→ **Stated exercise**
Convert the following lines into a numbered list, omitting any blank lines.

·····

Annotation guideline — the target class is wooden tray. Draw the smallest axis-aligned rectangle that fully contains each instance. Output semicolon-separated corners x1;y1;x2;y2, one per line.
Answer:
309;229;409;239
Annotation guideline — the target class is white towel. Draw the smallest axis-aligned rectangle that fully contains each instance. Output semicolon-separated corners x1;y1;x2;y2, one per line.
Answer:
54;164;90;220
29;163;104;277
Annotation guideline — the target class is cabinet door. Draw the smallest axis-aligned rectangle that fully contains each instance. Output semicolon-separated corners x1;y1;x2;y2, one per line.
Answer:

·····

→ **Final result**
1. Annotation guideline — the target class is wooden tray. Draw the smallest axis-aligned rectangle that fully contains each instance. Output semicolon-separated corners x1;y1;x2;y2, one per line.
2. Answer:
3. 309;229;409;239
4. Annotation guideline — the target class is white towel. Draw the smallest axis-aligned rectangle that fully contains each instance. Output semicolon-separated corners x1;y1;x2;y2, one per line.
5. Answer:
6. 54;164;90;220
7. 29;163;104;277
8. Annotation guideline — the target class is cabinet door. Draw the smallest axis-aligned rectangle that fully contains each instance. Output semicolon-separated corners x1;y1;x2;y2, one per line.
9. Answer:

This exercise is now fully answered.